* _Given problem_
Each entry below should be written out exactly as it is, with no pictures.
══ Given records ══
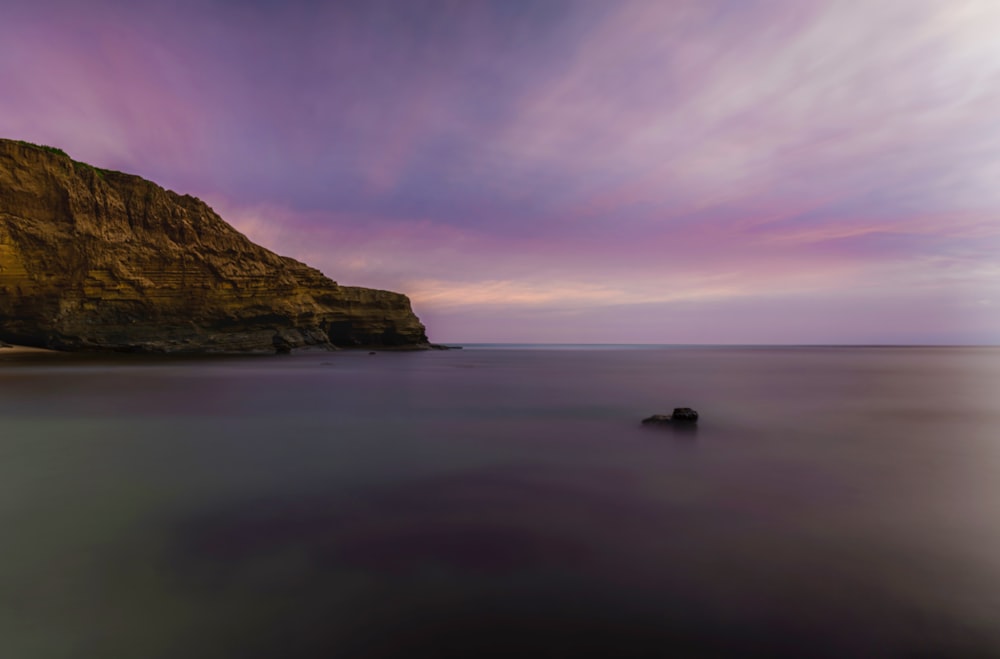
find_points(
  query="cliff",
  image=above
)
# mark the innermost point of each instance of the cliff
(92, 259)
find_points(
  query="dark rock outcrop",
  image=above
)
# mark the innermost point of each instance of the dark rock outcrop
(681, 415)
(92, 259)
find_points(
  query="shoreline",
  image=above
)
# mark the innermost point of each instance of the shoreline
(10, 349)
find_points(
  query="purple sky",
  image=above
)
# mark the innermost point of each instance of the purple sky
(672, 171)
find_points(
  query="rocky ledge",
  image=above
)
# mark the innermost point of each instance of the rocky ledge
(92, 259)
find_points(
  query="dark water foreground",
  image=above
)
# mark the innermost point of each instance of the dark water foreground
(833, 502)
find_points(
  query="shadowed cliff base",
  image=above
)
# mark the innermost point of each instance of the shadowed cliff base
(93, 259)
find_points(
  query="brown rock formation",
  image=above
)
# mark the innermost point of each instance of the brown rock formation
(101, 260)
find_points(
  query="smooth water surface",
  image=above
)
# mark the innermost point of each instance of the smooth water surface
(502, 502)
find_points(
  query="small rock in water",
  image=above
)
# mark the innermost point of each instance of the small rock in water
(685, 415)
(680, 415)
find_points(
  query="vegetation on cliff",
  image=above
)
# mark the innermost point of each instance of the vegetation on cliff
(93, 259)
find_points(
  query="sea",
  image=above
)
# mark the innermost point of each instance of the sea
(502, 501)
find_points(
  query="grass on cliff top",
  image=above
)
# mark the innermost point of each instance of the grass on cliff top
(76, 163)
(44, 147)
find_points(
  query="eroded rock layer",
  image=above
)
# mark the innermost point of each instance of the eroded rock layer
(101, 260)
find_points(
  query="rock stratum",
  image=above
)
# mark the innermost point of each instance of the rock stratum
(92, 259)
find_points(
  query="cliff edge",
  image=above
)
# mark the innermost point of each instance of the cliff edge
(92, 259)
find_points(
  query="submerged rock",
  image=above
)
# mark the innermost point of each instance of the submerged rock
(681, 415)
(92, 259)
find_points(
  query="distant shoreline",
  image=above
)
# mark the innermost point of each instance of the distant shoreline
(8, 349)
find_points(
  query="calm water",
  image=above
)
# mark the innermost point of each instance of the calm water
(502, 502)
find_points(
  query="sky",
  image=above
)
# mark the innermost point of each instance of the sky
(666, 171)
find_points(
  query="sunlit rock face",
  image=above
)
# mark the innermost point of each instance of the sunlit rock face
(97, 260)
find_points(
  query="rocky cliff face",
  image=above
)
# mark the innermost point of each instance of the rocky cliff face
(100, 260)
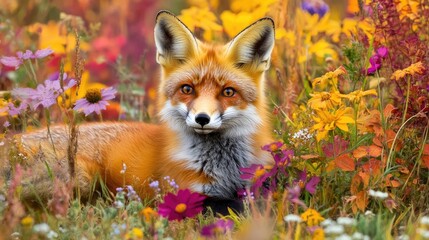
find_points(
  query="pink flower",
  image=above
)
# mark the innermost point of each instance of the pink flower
(15, 62)
(218, 228)
(184, 204)
(95, 100)
(11, 62)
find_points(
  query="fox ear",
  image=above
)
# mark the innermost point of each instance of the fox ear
(252, 47)
(174, 41)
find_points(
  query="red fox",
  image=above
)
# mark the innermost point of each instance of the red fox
(213, 121)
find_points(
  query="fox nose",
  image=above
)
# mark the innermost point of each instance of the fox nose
(202, 119)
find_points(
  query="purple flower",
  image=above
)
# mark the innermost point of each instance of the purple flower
(184, 204)
(375, 60)
(95, 100)
(45, 94)
(43, 53)
(11, 62)
(315, 7)
(15, 62)
(309, 186)
(220, 227)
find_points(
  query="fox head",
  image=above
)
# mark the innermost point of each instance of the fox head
(208, 88)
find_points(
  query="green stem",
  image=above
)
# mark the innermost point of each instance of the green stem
(406, 100)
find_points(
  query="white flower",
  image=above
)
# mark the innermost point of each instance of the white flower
(424, 220)
(346, 221)
(334, 229)
(41, 228)
(292, 218)
(378, 194)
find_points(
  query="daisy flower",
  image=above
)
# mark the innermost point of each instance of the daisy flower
(95, 100)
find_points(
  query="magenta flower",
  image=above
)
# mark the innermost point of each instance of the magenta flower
(375, 60)
(315, 7)
(45, 94)
(16, 62)
(95, 100)
(184, 204)
(11, 62)
(309, 186)
(220, 227)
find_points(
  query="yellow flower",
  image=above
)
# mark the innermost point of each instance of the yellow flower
(136, 233)
(327, 121)
(324, 100)
(311, 217)
(358, 94)
(318, 234)
(27, 221)
(329, 78)
(411, 70)
(201, 18)
(149, 213)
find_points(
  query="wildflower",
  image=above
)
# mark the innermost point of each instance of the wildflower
(17, 61)
(358, 94)
(378, 194)
(375, 60)
(292, 218)
(27, 221)
(42, 228)
(334, 229)
(327, 121)
(134, 233)
(184, 204)
(329, 78)
(346, 221)
(415, 68)
(309, 186)
(424, 220)
(318, 7)
(95, 100)
(218, 228)
(324, 100)
(148, 213)
(311, 217)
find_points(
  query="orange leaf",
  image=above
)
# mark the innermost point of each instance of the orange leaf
(388, 110)
(361, 200)
(345, 163)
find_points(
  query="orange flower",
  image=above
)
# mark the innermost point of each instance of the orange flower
(411, 70)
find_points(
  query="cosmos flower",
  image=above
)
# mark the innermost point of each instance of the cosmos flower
(220, 227)
(95, 100)
(184, 204)
(15, 62)
(315, 7)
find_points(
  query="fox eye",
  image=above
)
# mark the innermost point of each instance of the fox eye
(186, 89)
(229, 92)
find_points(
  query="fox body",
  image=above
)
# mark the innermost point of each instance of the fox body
(213, 120)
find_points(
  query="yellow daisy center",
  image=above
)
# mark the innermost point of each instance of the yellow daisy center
(180, 208)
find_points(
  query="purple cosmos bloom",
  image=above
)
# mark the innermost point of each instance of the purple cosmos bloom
(15, 62)
(375, 60)
(184, 204)
(95, 100)
(309, 186)
(11, 62)
(42, 53)
(315, 7)
(45, 94)
(220, 227)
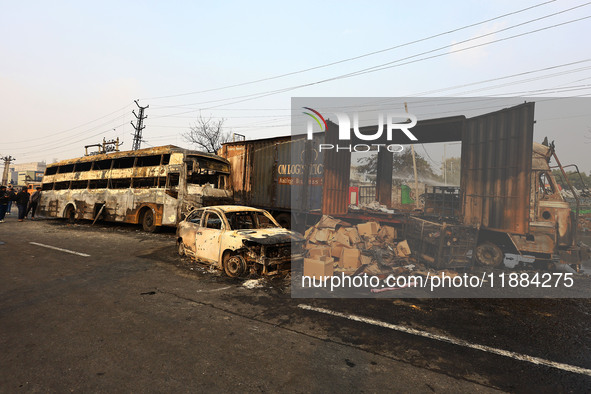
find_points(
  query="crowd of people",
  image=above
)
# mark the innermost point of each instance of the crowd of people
(26, 203)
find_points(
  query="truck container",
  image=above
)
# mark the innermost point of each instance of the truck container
(507, 191)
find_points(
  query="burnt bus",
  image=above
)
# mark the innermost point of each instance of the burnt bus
═══
* _Reply to the task_
find_points(
  query="cliff",
  image=above
)
# mark the innermost point of each instance of the cliff
(92, 259)
find_points(
  query="dark rock outcrop",
  image=above
)
# mark the innermost point of each instance of the dark rock outcrop
(681, 415)
(92, 259)
find_points(
  query="shoreline",
  image=above
)
# mark the innermost point of each instance of the shoreline
(10, 349)
find_points(
  query="purple sky",
  image=above
)
# mark the innermost point of each instance of the purple sky
(672, 171)
find_points(
  query="rocky ledge",
  image=above
)
# mark the innermost point of each instance of the rocky ledge
(92, 259)
find_points(
  query="dark water foreground",
  image=above
)
# mark the innermost point of each instance of the dark water foreground
(833, 502)
find_points(
  query="shadowed cliff base",
  image=above
)
# mark the innermost point of each instance of the shadowed cliff base
(93, 259)
find_points(
  query="brown rock formation",
  image=above
)
# mark the innermost point of each instance of the brown rock formation
(101, 260)
find_points(
  query="smooth water surface",
  image=above
)
# mark the innermost point of each instance of the smooth water surface
(502, 502)
find_points(
  query="small rock in water",
  image=above
)
# mark the innermost point of each instance of the small rock in water
(685, 415)
(680, 415)
find_points(
  query="vegetation on cliff",
  image=above
)
# mark the innermost point of each instance of the vegetation on cliff
(93, 259)
find_points(
  query="sea",
  image=above
)
# mark the innermost point of each instance of the sea
(502, 501)
find_points(
  query="grass on cliff top",
  image=above
)
# mark the innermost point of each instance of the grass on cliff top
(76, 163)
(44, 147)
find_points(
  query="eroded rock layer",
  image=above
)
# mark the innermost point of each instance of the eroded rock layer
(101, 260)
find_points(
  query="rock stratum",
  image=above
)
# mark the innermost point of each instance of the rock stratum
(92, 259)
find_points(
  query="cliff edge",
  image=above
)
# mark the innermost point of each instance of the cliff edge
(92, 259)
find_points(
  query="submerged rock",
  image=above
)
# mark the innermost point of each instance of the submerged rock
(681, 415)
(92, 259)
find_points(
  query="distant shoreline",
  image=above
)
# mark the innermost point of each instance of the distant shoreline
(8, 349)
find_points(
  query="calm water",
  image=above
)
# mark the innermost point of each instance of the calm water
(502, 502)
find_points(
  query="sky",
  image=above
)
# mark the innermost point of each instance of the sky
(666, 171)
find_points(
  query="sunlit rock face",
  image=above
)
# mark the innermost point of each instance of the sunlit rock face
(97, 260)
find_points(
  query="rocky cliff face",
  image=above
)
# mark the innermost point of each instance of the rocky cliff face
(100, 260)
find_points(
  query="pink flower",
  image=above
)
# mark the innermost point of each instance of the pink flower
(15, 62)
(218, 228)
(184, 204)
(95, 100)
(11, 62)
find_points(
  query="fox ear",
  image=above
)
# mark the innermost point of each instance of the fox ear
(252, 47)
(174, 41)
find_points(
  query="red fox",
  image=above
)
# mark the innermost point of each instance of the red fox
(213, 121)
find_points(
  query="fox nose",
  image=above
)
# mark the innermost point of each instance of the fox nose
(202, 119)
find_points(
  query="purple flower",
  image=above
)
# mark the innermost point of each instance of the purple flower
(184, 204)
(375, 60)
(95, 100)
(45, 94)
(43, 53)
(11, 62)
(315, 7)
(15, 62)
(309, 186)
(220, 227)
find_points(
  query="fox head",
  image=above
)
# mark the innermost point of each instance of the fox head
(208, 88)
find_points(
  query="green stem",
  image=above
)
# mark the innermost point of each instance of the green stem
(406, 100)
find_points(
  query="white flower",
  image=above
)
# mark the innermost point of each instance of the white flower
(424, 220)
(346, 221)
(334, 229)
(41, 228)
(292, 218)
(378, 194)
find_points(
  query="daisy flower",
  image=above
)
# mark the innermost point of each instance of the daisy flower
(95, 100)
find_points(
  query="magenta flower",
  image=above
)
# mark the innermost point of each instance of the magenta flower
(375, 60)
(315, 7)
(45, 94)
(16, 62)
(95, 100)
(184, 204)
(11, 62)
(309, 186)
(220, 227)
find_points(
  query="yellow flower",
  image=above
)
# mark the innermost point of each instance of the yellow flower
(136, 233)
(327, 121)
(324, 100)
(311, 217)
(358, 94)
(318, 234)
(27, 221)
(329, 78)
(411, 70)
(201, 18)
(149, 213)
find_points(
  query="wildflower",
  image=above
)
# mark the innermost point of each instance of the wildflower
(17, 61)
(358, 94)
(378, 194)
(375, 60)
(292, 218)
(27, 221)
(42, 228)
(334, 229)
(327, 121)
(134, 233)
(184, 204)
(329, 78)
(346, 221)
(415, 68)
(309, 186)
(424, 220)
(318, 7)
(95, 100)
(218, 228)
(324, 100)
(148, 213)
(311, 217)
find_points(
  query="orange leaf",
  image=above
)
# mark the innermost point of each instance of the orange leaf
(388, 110)
(361, 200)
(345, 163)
find_points(
  query="orange flower",
  image=above
)
# mark the innermost point of each instance of the orange flower
(411, 70)
find_points(
  query="cosmos flower",
  image=above
)
# mark the innermost point of each instance of the cosmos flower
(220, 227)
(95, 100)
(184, 204)
(15, 62)
(315, 7)
find_points(
  query="fox eye",
  image=above
)
# mark the innermost point of each instance of the fox eye
(186, 89)
(229, 92)
find_points(
  query="fox body",
  image=above
)
# mark the innermost point of each instance of the fox body
(213, 120)
find_points(
  query="yellow daisy center",
  image=above
)
# mark the innermost point of each instance of the yellow daisy center
(180, 208)
find_points(
  query="purple cosmos bloom",
  image=above
)
# mark the innermost point of each instance of the purple cosmos bloom
(15, 62)
(375, 60)
(184, 204)
(95, 100)
(309, 186)
(11, 62)
(42, 53)
(315, 7)
(45, 94)
(220, 227)
find_points(
  query="crowd of people",
  image=above
)
# mark the innermost point of each instance of the crowd of people
(26, 203)
find_points(
  query="truck container",
  image=above
)
# mark the innermost point of each instance of the truck container
(507, 191)
find_points(
  query="burnt bus",
  image=above
)
# mark the innermost point of each instance of the burnt bus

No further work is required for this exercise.